Friday, May 29, 2015

All Things New: Noah - The Solitary Road, Part 1

Posted by Lisa Laree to Beer Lahai Roi

When I decided to look at folks who went through transitions, I kinda figured I'd start with Noah.   He was the first to really come through a transition and begin again with a promise.

Noah was a unique individual.  In a society that had become so evil and godless that God's heart was grieved and filled with pain, Noah was a righteous man, blameless among the people of his time, and he walked with God. - Gen 6:9 (all scripture today from the NIV 84).

Only one other person had been recorded as walking with God...

Enoch walked with God; then he was no more, because God took him away. - Gen 5:24.

It was a pretty unusual thing, this walking with God.  Noah was alone in his generation. His grandfather, Methuselah, who lived until the year the flood came may have encouraged him; his father, Lamech, who died 5 years before the flood may have encouraged him, but outside of his own family...Noah had no one who honored God with whom to share fellowship.    In a society wholly given over to wickedness...such a family would be an anomaly.  The scripture does not recount Noah's interaction with his peers,  but looking at the track record of how a worldly society esteems those who do not join in their pursuits, we can deduce with some confidence that he had a struggle.  In fact, I've wondered if part of the reason God decided to destroy civilization was to protect Noah and his family and the lineage of Seth from being annihilated by folks who hated them.

But...despite any possible contentions with those around him, God gave Noah very specific instructions on what he needed to do to survive the coming judgement and Noah did everything just as God commanded him (6:22).

Prior to his transition, God prepared him.  And he did what God said to do.

Ya'll, that just hit me like a ton of bricks.

I just sat there and pondered that for a bit.

There's gonna be a part two, 'cause I want to hang there for a minute.

▬▬▬▬▬▬▬▬▬▬

Instruction 1: In the post about Noah, why does the writer choose to start the look at people who went through transitions with him?

Data items:
▬▬▬▬▬▬▬▬▬▬

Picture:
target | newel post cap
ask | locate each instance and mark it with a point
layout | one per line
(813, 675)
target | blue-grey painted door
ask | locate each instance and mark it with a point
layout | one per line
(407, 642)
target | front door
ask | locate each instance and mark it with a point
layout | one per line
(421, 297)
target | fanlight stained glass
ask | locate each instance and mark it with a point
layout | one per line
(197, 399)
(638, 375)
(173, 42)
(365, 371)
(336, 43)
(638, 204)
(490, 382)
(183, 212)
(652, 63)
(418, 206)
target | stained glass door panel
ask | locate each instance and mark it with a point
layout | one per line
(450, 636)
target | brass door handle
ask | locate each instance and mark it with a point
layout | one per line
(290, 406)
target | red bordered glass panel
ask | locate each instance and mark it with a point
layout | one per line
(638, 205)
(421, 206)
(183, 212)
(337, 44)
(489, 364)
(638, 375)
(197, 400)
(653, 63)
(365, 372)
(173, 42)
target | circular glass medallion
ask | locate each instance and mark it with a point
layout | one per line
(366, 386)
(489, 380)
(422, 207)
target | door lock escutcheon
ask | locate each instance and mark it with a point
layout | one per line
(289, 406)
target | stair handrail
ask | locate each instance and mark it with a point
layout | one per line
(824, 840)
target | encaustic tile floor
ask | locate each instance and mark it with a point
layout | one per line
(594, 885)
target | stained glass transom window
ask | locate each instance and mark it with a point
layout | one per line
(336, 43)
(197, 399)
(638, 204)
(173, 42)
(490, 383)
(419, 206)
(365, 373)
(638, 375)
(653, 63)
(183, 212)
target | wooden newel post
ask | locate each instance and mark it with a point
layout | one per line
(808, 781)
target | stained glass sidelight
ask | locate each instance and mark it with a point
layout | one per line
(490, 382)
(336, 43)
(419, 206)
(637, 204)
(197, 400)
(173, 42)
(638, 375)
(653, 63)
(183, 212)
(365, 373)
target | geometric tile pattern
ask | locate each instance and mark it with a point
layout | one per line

▬▬▬▬▬▬▬▬▬▬

Instruction 2: Reproduce the data items from the line with "target | geometric tile pattern" through the end of the data items.

Complete answer 1: The writer starts with Noah because he was the first to truly come through a transition and begin again with a promise.

Complete answer 2:
target | geometric tile pattern
ask | locate each instance and mark it with a point
layout | one per line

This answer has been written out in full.